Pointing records
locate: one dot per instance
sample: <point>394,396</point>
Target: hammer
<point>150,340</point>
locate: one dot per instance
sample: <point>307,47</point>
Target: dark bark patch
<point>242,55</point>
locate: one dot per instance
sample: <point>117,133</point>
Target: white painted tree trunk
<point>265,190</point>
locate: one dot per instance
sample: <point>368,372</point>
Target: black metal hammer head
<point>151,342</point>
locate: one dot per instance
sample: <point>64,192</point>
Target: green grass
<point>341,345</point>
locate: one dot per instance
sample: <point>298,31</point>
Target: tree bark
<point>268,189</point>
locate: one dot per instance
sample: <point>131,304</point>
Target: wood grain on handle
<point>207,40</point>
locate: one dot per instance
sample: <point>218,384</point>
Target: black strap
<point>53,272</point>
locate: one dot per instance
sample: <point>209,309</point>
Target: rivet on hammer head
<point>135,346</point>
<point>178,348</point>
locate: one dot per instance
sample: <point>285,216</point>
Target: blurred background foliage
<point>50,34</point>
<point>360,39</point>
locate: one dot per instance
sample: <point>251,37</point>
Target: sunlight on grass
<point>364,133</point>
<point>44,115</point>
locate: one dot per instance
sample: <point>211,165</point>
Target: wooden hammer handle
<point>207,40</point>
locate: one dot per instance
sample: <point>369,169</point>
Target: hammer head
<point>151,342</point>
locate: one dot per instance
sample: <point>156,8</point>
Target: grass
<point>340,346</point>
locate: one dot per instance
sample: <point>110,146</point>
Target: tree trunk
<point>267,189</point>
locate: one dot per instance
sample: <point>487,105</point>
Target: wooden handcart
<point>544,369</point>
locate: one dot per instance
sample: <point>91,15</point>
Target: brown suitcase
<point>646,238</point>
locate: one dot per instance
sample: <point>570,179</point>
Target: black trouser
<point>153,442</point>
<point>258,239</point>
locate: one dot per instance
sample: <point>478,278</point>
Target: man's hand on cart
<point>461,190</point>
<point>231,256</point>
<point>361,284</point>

GOAL:
Rewrite the data above, replacing each occurrence of "sample" with "reference" and keeping every other line and character as it is.

WRITTEN SOLUTION:
locate: one dot per instance
reference: <point>394,396</point>
Target: hammer
<point>150,340</point>
locate: one dot per instance
reference: <point>307,47</point>
Target: dark bark patch
<point>242,55</point>
locate: one dot per instance
reference: <point>117,133</point>
Target: white painted tree trunk
<point>265,190</point>
locate: one dot per instance
reference: <point>368,372</point>
Target: black metal hammer head
<point>151,342</point>
locate: one dot per instance
reference: <point>64,192</point>
Target: green grass
<point>341,345</point>
locate: one dot per instance
reference: <point>298,31</point>
Target: tree bark
<point>268,189</point>
locate: one dot per instance
reference: <point>131,304</point>
Target: wood grain on handle
<point>207,40</point>
locate: one dot per instance
reference: <point>218,384</point>
Target: black strap
<point>53,272</point>
locate: one dot per instance
reference: <point>209,309</point>
Target: rivet on hammer head
<point>135,346</point>
<point>178,348</point>
locate: one dot per instance
reference: <point>285,216</point>
Target: blurred background foliage
<point>50,34</point>
<point>360,39</point>
locate: one dot per instance
reference: <point>251,37</point>
Target: sunlight on grass
<point>364,133</point>
<point>44,115</point>
locate: one dot per instance
reference: <point>211,165</point>
Target: wooden hammer handle
<point>207,40</point>
locate: one dot per instance
reference: <point>369,169</point>
Target: hammer head
<point>151,342</point>
locate: one dot per instance
reference: <point>156,8</point>
Target: grass
<point>340,346</point>
locate: one dot per instance
reference: <point>110,146</point>
Target: tree trunk
<point>267,189</point>
locate: one dot per instance
reference: <point>487,105</point>
Target: wooden handcart
<point>544,369</point>
locate: one dot per instance
reference: <point>91,15</point>
Target: brown suitcase
<point>646,238</point>
locate: one dot per instance
reference: <point>570,179</point>
Target: black trouser
<point>153,442</point>
<point>258,239</point>
locate: one dot per instance
reference: <point>478,278</point>
Target: man's hand on cart
<point>461,190</point>
<point>231,256</point>
<point>361,284</point>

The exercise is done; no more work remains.